• PROBLEM DETAILS: What is the number of lines below that include the string "beam"? Provide that number alone.
══ DATA FOR THE TASK ══
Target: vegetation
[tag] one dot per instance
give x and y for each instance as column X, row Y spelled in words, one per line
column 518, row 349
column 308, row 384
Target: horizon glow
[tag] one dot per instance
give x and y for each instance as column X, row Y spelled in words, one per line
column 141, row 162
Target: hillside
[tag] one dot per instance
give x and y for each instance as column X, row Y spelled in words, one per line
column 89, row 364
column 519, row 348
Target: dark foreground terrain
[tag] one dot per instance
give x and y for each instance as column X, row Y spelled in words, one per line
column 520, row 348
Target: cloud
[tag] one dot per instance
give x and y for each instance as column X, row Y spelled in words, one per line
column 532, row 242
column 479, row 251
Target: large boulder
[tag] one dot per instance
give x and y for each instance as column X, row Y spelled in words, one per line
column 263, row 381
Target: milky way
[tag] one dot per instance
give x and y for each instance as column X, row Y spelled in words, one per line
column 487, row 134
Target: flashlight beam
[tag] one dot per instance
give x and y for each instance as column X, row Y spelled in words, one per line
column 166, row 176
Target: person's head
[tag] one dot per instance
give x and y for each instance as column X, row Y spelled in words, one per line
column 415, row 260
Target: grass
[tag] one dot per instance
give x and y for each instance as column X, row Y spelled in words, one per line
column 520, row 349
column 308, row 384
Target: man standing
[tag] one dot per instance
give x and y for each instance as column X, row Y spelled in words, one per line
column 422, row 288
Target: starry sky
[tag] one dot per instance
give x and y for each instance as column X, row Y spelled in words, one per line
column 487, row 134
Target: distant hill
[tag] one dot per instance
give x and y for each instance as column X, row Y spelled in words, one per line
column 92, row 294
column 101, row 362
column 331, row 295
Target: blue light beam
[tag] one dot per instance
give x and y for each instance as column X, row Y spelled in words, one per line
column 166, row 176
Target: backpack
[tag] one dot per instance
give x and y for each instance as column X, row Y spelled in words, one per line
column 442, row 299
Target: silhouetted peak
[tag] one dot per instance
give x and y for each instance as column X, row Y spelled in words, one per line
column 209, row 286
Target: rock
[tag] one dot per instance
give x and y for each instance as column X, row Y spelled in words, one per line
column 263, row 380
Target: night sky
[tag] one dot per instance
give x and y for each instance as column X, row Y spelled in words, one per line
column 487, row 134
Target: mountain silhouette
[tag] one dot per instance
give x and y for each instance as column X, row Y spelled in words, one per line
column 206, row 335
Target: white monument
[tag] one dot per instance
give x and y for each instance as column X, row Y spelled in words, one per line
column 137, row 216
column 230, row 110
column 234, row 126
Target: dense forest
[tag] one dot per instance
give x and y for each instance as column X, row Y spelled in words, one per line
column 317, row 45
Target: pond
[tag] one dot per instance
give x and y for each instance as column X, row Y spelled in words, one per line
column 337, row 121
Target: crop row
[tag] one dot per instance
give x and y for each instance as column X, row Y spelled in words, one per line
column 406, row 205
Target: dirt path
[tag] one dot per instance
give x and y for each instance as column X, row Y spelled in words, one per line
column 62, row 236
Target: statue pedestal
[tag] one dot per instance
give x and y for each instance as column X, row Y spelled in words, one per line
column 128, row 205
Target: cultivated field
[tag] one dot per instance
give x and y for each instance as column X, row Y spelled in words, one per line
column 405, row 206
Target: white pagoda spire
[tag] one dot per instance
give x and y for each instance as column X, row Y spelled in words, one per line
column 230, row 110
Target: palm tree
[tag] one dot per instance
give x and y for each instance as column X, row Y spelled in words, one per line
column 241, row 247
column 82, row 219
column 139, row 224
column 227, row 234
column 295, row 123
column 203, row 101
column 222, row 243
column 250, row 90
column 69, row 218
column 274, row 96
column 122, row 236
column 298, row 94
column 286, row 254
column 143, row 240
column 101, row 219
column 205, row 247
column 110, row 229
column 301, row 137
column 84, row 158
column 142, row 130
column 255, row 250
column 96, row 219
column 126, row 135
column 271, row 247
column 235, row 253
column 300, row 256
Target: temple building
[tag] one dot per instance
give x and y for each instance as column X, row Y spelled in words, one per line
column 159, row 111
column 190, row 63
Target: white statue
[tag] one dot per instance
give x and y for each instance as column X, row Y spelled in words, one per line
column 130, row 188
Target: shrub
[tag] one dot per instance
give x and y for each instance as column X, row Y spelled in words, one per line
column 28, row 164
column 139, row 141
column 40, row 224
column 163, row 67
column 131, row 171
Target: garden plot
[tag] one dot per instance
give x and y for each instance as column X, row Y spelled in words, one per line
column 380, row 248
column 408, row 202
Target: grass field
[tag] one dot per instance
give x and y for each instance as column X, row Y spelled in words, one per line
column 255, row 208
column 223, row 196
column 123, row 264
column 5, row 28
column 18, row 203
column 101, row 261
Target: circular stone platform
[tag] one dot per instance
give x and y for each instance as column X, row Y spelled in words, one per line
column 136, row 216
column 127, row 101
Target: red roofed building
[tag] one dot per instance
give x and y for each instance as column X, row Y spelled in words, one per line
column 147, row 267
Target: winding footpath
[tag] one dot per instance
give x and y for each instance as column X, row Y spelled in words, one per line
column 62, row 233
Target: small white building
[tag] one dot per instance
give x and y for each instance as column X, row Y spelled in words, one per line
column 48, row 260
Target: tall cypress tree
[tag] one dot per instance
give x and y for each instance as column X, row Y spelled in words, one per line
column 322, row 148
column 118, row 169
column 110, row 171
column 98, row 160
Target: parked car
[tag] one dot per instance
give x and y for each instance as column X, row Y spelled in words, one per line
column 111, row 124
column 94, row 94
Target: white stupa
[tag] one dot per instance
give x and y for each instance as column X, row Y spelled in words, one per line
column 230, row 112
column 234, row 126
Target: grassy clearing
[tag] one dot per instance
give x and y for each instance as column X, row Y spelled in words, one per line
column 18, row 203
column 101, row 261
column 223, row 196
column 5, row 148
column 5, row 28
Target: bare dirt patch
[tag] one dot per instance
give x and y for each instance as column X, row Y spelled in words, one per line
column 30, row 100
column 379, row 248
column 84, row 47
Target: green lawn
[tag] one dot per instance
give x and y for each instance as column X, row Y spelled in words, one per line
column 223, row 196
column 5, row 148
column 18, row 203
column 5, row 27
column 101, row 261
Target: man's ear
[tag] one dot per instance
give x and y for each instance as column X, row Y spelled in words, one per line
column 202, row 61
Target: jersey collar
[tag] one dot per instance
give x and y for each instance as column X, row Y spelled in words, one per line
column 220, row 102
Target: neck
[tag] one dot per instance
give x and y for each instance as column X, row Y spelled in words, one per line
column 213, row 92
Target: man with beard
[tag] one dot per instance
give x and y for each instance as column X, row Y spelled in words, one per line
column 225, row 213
═══
• RESULT: 2